§ **CONSIGNA ESCRITA 1**:
Indica si cada afirmación concuerda con el fragmento seleccionado sobre El tango de la Guardia Vieja: (a) el disparador de la historia ocurrió hace casi 30 años; (b) Mecha Inzunza pasa apuros económicos; (c) la entrevista con Télam se hizo en una sala del hotel Alvear. Responde sí o no y cita las palabras decisivas del fragmento.
§ **CONSIGNA ESCRITA 2**:
Según el fragmento seleccionado sobre El tango de la Guardia Vieja, ¿en cuántos momentos distintos de sus vidas se reencuentran Max Costa y Mecha Inzunza?
§ **CONSIGNA ESCRITA 3**:
Redacta la continuación del fragmento seleccionado sobre la novela El tango de la Guardia Vieja a partir de su última oración.

Sin cacerías ni batallas, la épica de Arturo Pérez-Reverte reaparece en El tango de la Guardia Vieja, una historia en la que el tango irrumpe de varias maneras, desde las referencias literales y la elección de una estructura que reproduce la métrica del género hasta la circulación de personajes y una trama que parece extraída de la imaginería arrabalera.
El disparador de la historia tuvo lugar hace casi 30 años, pero el escritor decidió someterla a una lenta maceración que tal vez no haya sido fortuita: para una novela que da cuenta de las transformaciones que produce el paso del tiempo, la experiencia autorreferencial del envejecimiento le ha permitido visibilizar en una dimensión precisa aquello que ahora testimonia bajo la mirada indulgente de la ficción.
Azarosa en cambio resulta la historia de Max Costa y Mecha Inzunza —él bailarín y cazador de fortunas ajenas, ella hermosa y sin contratiempos económicos—, que se vuelven a reencontrar en tres momentos distintos de sus vidas y reproducen la lógica de aproximación y distanciamiento que dibujan lascivamente los bailarines de tango sobre la pista.
"Hay secuelas que sólo la vida te puede mostrar. A los 45 años yo todavía no era capaz de ver algunos estragos que produce el tiempo. Mi perspectiva ha cambiado ahora que por delante veo más pasado que futuro y que la gente que conocía desde hace mucho empieza a desaparecer", desliza afable Pérez-Reverte en una entrevista con Télam que tiene escenario una señorial sala del hotel Alvear.
"En este caso, quería saber cómo impactan estos estragos naturales de la vida sobre dos personas que se han amado mucho. Contar cómo se miran cuando ya hay arrugas y la belleza ha desaparecido, cuando quedan más nostalgia que futuro y más incertidumbres que certezas", explica.

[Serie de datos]
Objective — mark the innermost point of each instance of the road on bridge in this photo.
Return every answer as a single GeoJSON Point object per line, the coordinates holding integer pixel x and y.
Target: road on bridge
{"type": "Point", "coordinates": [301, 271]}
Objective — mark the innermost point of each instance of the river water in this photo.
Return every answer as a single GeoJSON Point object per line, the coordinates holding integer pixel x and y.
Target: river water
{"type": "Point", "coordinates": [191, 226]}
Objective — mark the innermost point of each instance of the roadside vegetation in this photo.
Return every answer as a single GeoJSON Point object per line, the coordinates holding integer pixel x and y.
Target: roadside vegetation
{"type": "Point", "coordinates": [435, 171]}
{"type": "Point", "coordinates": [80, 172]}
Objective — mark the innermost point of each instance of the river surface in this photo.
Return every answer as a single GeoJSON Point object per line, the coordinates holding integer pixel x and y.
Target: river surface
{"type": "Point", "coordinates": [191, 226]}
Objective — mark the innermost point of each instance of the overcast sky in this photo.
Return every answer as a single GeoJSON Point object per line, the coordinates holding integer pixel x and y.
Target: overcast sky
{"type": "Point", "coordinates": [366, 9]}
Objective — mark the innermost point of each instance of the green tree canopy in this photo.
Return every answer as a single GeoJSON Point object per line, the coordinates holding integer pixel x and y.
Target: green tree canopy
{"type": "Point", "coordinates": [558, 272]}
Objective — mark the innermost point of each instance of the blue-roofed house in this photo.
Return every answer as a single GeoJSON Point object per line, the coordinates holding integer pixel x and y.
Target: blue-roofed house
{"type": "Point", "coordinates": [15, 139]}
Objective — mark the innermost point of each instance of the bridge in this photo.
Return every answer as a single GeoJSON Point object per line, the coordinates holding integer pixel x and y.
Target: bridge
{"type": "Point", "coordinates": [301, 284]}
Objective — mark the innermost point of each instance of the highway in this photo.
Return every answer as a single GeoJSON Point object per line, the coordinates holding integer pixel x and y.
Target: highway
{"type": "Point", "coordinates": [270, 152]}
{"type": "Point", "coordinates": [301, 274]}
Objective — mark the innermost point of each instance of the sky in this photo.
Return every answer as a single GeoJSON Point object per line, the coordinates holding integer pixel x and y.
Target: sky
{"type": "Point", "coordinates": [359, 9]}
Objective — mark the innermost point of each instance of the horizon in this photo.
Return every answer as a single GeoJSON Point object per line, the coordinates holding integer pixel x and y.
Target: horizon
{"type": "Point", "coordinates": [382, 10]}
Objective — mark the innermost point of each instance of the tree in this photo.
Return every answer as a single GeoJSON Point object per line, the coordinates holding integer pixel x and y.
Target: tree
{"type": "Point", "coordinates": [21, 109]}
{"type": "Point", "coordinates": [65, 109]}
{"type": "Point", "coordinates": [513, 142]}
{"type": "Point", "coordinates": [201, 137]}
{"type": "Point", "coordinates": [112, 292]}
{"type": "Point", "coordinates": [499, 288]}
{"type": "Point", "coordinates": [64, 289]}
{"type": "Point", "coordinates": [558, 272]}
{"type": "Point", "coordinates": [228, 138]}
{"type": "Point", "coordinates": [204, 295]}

§ **RESPUESTA FINAL 1**:
(a) Sí: "El disparador de la historia tuvo lugar hace casi 30 años".
(b) No: "ella hermosa y sin contratiempos económicos".
(c) Sí: "una señorial sala del hotel Alvear".

§ **RESPUESTA FINAL 2**:
En tres momentos distintos de sus vidas.

§ **RESPUESTA FINAL 3**:
El tango de la Guardia Vieja, la obra editada por Alfaguara que Pérez-Reverte presentará por estos días en la Feria del Libro, plantea un diálogo entre épocas —la Buenos Aires de 1928, la Niza contigua a la guerra civil española y la Sorrento de 1966— y una tensión entre planos distintos que vinculan el sexo frenético, el ajedrez, el baile, el espionaje y el juego, entre otros ítems.
"El tango genera una falsa perspectiva: parece que es el hombre quien está fijando el ritmo pero en realidad es la mujer que está tejiendo alrededor de él una telaraña. Ese elemento, sumado al hecho de que el tango es el único acto sexual que se puede realizar en público, me resultó muy interesante para utilizar como nudo básico de esta historia", indica.
Aunque es la primera vez que aborda en plano central esta temática, El tango de la Guardia Vieja no es una historia de amor en términos estrictos: Pérez-Reverte hace foco en este sentimiento con la pretensión de marcar sus exigencias y sus imposibilidades antes que exaltar su voluntad transformadora.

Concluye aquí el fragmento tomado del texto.